GOAL =>
Everything from the line that contains "the white sleeve" through the final line of the records should be written out exactly, and nothing outside that span.

'''

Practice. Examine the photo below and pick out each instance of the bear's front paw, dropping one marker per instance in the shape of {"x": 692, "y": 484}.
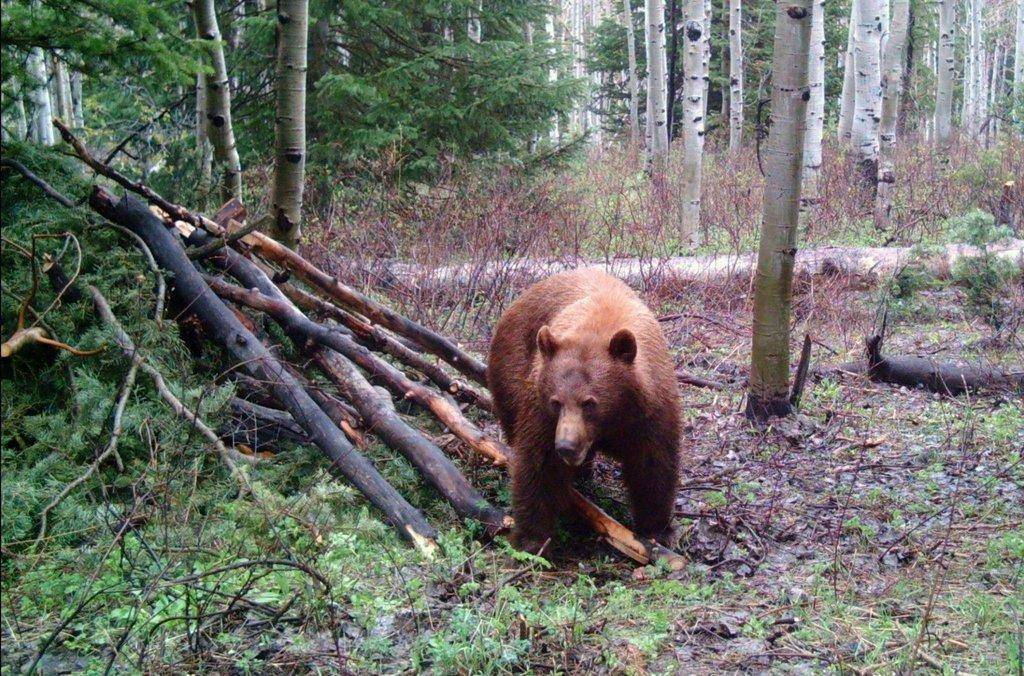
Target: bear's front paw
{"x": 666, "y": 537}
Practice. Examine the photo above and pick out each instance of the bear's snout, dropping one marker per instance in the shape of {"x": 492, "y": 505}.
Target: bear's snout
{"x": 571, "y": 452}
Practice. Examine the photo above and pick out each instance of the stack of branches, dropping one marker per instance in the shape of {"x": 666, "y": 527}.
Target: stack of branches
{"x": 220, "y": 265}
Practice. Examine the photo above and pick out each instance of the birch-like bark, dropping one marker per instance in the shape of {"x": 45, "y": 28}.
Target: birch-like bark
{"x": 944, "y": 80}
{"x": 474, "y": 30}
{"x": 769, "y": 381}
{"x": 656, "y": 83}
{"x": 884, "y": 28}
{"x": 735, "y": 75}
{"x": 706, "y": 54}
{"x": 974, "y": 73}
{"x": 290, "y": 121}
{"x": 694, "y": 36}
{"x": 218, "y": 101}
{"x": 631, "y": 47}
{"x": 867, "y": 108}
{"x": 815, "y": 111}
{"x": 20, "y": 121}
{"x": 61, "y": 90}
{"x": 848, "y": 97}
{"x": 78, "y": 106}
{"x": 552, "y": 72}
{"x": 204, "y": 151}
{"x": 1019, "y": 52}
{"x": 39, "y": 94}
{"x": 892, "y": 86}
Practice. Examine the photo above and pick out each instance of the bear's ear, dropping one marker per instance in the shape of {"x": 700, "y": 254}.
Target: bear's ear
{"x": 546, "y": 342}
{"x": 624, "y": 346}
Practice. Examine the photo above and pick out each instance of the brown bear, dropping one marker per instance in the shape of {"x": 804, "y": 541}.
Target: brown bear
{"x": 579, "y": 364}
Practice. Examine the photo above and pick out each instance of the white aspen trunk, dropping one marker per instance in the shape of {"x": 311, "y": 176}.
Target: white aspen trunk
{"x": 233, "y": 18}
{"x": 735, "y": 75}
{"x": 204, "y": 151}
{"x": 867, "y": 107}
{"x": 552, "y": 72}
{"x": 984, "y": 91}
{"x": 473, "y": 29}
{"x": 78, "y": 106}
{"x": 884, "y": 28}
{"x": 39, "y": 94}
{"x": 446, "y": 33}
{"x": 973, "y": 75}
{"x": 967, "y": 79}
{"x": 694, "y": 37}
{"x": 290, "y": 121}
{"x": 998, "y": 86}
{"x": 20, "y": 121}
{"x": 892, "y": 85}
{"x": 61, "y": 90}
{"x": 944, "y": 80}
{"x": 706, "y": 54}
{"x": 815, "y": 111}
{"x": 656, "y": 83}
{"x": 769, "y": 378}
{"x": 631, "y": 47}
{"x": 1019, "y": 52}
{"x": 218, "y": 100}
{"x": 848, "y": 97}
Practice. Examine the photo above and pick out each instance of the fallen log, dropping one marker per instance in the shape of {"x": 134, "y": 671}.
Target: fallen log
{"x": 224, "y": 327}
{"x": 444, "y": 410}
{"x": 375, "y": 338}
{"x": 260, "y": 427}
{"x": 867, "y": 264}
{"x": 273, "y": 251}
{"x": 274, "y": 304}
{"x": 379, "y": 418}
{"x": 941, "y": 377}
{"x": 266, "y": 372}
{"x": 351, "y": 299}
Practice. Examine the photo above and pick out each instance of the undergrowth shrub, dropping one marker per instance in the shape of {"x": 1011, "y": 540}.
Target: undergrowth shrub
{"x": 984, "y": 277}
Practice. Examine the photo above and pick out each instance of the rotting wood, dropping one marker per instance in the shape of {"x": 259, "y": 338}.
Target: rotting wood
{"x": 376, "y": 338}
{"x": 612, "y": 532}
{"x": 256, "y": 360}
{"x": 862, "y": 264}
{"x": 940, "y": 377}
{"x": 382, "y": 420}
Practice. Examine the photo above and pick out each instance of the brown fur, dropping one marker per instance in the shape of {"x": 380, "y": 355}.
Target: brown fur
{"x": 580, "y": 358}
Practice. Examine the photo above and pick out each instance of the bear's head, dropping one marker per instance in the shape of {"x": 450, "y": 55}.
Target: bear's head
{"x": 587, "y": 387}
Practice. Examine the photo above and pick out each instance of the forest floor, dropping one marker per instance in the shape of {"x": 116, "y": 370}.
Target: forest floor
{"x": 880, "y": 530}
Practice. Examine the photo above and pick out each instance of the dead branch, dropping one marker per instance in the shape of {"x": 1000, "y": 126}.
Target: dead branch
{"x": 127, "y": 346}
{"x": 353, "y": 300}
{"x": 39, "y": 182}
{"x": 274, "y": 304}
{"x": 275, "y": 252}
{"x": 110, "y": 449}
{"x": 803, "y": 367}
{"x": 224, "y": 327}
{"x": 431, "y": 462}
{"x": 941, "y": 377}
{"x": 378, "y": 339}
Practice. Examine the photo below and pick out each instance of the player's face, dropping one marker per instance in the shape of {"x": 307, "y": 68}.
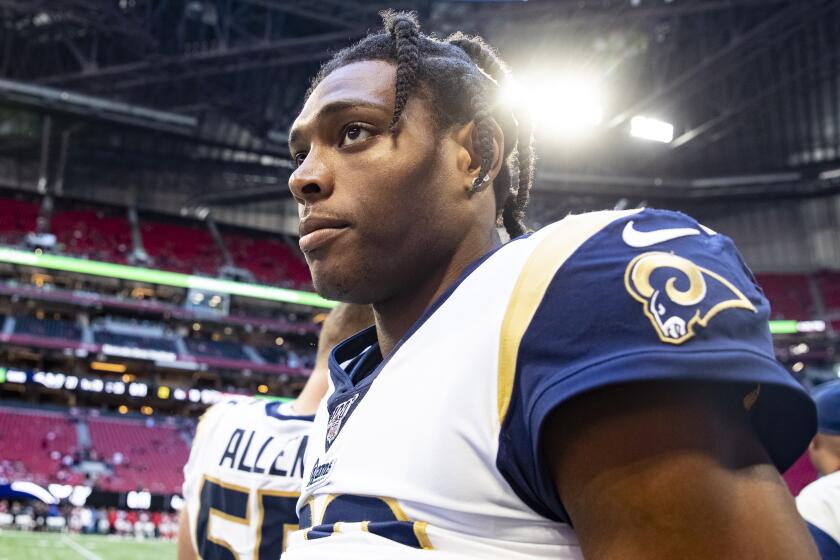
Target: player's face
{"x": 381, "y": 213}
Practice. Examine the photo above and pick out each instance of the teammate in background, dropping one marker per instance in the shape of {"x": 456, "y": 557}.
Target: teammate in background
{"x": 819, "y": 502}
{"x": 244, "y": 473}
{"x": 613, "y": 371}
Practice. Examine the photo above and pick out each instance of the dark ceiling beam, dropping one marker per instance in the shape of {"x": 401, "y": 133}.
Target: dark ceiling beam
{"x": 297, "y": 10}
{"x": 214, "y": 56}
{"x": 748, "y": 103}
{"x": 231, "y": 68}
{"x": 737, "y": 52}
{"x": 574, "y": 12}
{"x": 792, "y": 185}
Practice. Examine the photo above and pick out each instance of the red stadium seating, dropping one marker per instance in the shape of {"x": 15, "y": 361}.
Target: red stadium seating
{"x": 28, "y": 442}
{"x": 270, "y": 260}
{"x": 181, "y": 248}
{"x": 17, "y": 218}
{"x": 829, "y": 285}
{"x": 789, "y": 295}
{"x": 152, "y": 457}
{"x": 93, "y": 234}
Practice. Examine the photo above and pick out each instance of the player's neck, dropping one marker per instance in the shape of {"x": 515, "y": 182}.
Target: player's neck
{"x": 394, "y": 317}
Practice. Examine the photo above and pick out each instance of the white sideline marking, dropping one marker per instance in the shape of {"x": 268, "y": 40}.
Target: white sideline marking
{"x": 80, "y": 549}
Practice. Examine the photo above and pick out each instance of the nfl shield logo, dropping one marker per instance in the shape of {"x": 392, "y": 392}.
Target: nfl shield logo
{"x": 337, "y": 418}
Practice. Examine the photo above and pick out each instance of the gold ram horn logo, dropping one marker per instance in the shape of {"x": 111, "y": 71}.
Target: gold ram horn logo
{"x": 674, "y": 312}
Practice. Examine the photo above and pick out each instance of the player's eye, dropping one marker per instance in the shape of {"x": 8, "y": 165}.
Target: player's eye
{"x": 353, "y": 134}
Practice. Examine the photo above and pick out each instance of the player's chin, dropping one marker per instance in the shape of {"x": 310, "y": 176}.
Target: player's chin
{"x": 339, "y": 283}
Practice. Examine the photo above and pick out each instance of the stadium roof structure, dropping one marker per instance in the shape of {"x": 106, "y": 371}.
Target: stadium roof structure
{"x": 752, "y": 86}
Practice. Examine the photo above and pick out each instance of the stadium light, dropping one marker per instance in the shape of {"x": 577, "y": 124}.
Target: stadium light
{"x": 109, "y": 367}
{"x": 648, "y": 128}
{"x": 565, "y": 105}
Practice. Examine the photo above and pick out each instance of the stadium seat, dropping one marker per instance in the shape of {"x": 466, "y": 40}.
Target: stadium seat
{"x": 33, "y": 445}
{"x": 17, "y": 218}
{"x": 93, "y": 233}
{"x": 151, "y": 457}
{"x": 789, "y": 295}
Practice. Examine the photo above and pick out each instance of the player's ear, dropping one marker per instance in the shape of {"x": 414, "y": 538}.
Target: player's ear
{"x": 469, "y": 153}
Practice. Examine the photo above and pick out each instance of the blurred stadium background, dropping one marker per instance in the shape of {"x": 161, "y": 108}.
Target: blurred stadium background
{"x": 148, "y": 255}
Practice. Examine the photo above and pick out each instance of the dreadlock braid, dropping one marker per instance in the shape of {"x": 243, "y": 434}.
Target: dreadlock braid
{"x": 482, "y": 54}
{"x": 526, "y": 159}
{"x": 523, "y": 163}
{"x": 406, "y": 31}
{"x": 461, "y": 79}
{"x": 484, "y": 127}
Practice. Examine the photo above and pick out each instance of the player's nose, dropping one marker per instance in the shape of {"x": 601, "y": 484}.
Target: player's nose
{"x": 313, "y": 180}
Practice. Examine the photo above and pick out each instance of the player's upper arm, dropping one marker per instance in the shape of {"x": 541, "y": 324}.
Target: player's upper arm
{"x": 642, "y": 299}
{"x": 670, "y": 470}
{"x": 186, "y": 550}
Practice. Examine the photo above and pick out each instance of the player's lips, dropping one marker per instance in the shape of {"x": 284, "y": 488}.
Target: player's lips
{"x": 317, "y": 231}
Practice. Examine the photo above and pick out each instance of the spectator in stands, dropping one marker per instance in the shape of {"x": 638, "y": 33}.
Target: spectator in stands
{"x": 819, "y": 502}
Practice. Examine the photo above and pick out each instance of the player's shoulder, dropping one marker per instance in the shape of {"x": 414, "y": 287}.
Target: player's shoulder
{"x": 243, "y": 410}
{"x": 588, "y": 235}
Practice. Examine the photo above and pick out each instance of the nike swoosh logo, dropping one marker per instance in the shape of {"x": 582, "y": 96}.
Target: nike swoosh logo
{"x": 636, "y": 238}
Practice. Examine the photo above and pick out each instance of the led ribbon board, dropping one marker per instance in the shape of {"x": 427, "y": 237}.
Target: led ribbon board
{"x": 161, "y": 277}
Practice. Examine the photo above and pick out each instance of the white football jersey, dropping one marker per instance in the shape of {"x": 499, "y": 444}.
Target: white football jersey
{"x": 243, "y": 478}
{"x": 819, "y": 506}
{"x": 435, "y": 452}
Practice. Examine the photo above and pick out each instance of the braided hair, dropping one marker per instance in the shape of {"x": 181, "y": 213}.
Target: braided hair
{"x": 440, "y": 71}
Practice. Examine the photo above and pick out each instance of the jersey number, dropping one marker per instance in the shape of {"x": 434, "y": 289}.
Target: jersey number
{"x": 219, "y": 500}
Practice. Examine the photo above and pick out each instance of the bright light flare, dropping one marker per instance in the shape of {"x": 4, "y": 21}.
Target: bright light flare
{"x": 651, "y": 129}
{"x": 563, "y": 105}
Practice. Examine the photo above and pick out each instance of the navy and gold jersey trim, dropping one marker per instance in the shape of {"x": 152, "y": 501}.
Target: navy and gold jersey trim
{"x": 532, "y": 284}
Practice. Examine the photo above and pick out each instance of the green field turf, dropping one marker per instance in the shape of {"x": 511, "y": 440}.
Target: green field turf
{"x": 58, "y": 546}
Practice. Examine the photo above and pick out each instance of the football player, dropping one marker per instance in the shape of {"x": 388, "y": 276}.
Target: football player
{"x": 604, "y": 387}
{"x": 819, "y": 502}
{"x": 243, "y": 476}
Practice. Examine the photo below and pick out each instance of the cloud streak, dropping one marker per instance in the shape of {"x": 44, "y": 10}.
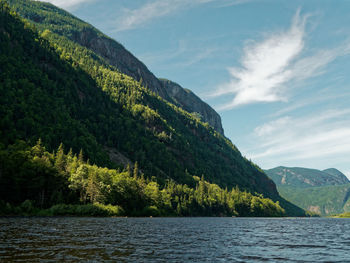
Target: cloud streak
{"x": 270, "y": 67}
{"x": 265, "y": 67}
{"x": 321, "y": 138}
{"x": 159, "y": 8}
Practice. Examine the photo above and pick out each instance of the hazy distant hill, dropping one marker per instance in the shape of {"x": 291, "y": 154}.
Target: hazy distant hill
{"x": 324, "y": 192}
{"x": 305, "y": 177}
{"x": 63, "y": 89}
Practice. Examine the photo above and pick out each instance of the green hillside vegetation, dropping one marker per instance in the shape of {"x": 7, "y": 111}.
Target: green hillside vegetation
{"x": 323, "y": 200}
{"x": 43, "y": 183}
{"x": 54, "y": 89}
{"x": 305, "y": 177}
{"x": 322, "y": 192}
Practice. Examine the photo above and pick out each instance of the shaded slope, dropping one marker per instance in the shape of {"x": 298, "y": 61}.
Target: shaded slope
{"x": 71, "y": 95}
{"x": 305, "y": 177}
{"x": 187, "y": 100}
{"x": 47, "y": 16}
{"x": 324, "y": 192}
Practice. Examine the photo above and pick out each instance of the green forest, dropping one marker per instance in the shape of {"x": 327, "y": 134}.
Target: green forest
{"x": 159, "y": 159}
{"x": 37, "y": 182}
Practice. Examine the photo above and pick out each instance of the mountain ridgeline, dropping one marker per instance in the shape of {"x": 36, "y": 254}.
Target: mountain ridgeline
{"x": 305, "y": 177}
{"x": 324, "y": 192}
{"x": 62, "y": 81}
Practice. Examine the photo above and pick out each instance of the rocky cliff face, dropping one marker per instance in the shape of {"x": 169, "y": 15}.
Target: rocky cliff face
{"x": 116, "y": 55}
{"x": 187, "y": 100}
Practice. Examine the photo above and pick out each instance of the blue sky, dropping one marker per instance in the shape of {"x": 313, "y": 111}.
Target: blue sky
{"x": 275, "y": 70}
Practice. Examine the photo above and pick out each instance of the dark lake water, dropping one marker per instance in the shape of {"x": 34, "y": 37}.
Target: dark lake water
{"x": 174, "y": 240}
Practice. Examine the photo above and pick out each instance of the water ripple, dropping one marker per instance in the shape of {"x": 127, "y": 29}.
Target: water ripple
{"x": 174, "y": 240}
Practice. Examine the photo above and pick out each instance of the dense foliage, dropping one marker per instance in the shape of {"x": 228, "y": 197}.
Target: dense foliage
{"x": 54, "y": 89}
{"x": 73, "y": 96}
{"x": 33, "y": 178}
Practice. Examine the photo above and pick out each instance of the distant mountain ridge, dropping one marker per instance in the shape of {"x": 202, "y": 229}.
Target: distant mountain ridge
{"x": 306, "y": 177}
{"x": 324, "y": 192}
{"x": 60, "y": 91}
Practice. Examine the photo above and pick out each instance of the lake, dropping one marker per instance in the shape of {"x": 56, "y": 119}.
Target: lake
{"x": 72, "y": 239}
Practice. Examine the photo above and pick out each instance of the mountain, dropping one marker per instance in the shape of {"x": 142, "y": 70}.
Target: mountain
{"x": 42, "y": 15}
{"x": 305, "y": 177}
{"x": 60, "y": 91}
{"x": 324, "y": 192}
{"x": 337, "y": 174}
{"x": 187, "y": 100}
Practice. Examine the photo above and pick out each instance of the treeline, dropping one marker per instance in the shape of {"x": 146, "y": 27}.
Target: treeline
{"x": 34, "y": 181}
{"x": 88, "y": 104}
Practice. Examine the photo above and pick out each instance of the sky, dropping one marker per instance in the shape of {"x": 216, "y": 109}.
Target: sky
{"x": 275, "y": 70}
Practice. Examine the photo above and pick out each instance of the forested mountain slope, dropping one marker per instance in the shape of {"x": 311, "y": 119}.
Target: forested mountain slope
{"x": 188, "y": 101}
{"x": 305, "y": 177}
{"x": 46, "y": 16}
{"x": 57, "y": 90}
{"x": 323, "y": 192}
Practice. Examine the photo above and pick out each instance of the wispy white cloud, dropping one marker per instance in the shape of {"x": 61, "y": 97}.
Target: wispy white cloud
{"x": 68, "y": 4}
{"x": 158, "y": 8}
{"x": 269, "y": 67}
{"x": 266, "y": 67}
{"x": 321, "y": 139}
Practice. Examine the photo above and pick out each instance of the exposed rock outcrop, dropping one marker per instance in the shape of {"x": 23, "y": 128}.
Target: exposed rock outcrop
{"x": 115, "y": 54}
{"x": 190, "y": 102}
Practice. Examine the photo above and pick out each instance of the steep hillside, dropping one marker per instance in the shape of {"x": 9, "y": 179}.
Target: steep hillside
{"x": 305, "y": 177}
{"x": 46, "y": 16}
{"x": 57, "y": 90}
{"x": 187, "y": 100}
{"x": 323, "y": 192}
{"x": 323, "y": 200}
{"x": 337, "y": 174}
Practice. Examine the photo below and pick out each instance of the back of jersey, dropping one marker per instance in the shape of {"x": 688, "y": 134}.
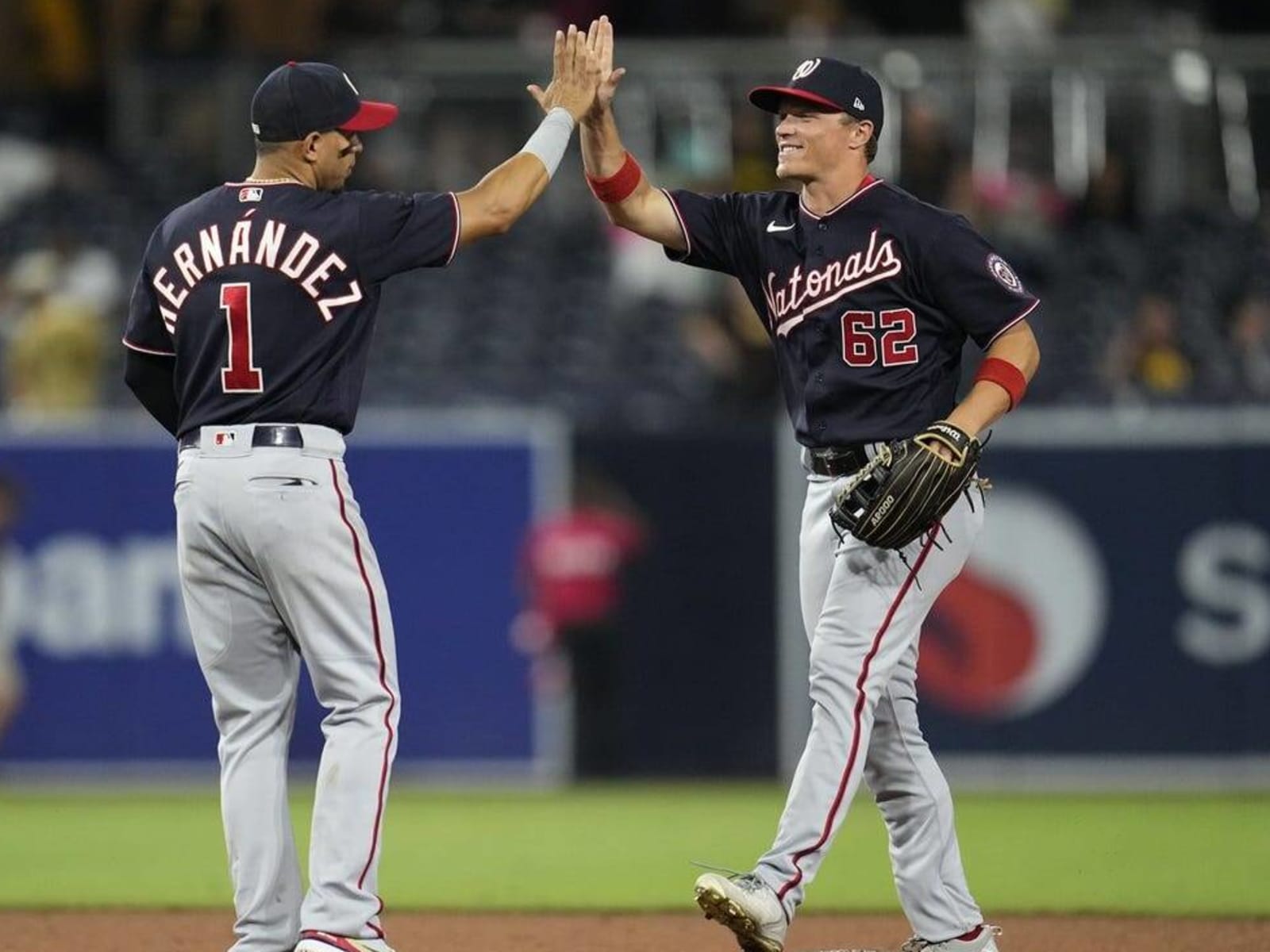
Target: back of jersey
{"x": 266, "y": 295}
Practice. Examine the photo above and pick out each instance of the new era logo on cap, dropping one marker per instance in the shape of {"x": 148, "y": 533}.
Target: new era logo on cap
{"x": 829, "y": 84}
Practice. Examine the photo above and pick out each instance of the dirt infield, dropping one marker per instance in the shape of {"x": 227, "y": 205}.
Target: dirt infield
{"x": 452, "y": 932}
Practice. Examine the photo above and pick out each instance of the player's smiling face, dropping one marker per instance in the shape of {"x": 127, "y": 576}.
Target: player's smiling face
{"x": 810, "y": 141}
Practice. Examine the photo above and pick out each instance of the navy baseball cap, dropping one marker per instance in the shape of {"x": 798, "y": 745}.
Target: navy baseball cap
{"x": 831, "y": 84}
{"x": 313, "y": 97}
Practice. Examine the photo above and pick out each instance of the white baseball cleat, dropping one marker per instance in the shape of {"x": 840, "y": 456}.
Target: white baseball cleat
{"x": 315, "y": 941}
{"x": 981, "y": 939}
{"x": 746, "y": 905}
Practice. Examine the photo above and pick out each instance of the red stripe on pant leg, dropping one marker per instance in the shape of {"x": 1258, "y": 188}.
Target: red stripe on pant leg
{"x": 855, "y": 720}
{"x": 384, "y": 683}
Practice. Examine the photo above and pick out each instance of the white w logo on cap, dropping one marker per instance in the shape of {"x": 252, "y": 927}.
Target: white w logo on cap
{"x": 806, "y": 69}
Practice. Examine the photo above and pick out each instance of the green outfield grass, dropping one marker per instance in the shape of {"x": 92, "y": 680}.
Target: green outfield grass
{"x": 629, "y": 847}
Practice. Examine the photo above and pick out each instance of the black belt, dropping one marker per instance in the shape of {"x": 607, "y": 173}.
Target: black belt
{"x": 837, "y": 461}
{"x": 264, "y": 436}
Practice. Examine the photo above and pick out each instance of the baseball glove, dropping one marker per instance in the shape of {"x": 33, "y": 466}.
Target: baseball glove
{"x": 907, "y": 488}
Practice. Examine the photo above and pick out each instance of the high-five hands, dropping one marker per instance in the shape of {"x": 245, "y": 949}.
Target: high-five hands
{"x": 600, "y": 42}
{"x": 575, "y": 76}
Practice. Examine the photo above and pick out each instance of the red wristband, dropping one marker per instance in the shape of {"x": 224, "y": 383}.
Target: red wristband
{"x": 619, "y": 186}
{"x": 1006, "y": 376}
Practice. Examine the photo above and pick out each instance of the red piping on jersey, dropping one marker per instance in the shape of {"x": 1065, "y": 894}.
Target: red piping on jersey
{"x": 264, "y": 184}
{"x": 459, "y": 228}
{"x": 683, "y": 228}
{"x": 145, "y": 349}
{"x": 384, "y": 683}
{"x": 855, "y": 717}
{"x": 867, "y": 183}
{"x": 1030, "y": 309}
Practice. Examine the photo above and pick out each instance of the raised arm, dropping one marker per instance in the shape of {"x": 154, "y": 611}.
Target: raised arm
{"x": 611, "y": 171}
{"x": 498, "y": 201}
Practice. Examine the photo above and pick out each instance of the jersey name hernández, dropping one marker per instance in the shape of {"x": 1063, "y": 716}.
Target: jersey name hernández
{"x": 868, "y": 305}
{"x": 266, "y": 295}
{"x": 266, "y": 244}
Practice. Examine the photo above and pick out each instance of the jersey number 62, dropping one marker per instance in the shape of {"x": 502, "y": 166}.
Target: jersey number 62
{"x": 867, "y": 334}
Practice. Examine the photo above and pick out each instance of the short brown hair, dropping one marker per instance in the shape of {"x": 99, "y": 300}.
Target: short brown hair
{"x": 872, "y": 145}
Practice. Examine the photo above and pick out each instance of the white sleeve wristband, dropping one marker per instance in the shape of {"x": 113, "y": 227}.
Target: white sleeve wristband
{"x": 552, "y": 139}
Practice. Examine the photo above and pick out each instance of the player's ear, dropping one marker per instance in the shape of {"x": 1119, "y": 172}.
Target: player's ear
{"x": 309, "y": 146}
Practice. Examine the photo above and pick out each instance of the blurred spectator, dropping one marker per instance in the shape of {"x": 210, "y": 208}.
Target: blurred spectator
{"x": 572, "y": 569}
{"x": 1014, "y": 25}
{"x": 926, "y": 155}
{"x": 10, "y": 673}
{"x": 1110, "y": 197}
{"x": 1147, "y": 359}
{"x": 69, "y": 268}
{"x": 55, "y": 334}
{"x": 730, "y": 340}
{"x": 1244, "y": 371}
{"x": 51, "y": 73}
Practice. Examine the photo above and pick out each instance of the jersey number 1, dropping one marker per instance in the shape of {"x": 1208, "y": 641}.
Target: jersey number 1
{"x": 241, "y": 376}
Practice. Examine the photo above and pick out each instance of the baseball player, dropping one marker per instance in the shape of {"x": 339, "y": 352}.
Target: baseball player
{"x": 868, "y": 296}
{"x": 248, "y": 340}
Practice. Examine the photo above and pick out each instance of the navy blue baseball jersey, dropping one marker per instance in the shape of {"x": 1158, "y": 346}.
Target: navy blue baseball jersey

'''

RESULT OF THIS EXERCISE =>
Practice. Examine the photo above and pick out each instance of the white sleeve wristband, dropping one marker per instance in the shape of {"x": 113, "y": 227}.
Target: white sleeve wristband
{"x": 552, "y": 139}
Practice. Examine the photo above and pick out each instance of the player's ear, dropping one marker per instance in the shape of {"x": 1119, "y": 172}.
Target: player's ear
{"x": 309, "y": 146}
Practice. Examine the photo above and pick out each instance of the blurred spectator, dropping one marker per instance in the shape of {"x": 210, "y": 208}.
Target: blurred spectator
{"x": 572, "y": 569}
{"x": 1014, "y": 25}
{"x": 926, "y": 155}
{"x": 10, "y": 673}
{"x": 1110, "y": 197}
{"x": 1147, "y": 359}
{"x": 69, "y": 268}
{"x": 55, "y": 334}
{"x": 730, "y": 340}
{"x": 1244, "y": 371}
{"x": 51, "y": 73}
Practice. Examine the photo above and pick out each instance of the jersey number 1, dropping one marker per instance in the shape of {"x": 1208, "y": 641}.
Target: jersey number 1
{"x": 241, "y": 376}
Practice. Examine the photo above and pick out each instance of the baseball player, dropping one marker per instance in the shape of {"x": 339, "y": 352}.
Target: baseball player
{"x": 868, "y": 296}
{"x": 248, "y": 340}
Practice. Examine the photo above and pick out each instance of the navy blue baseball jersey, dropping one marker per instance in the shape of {"x": 1158, "y": 346}.
Target: navy blue baseball jersey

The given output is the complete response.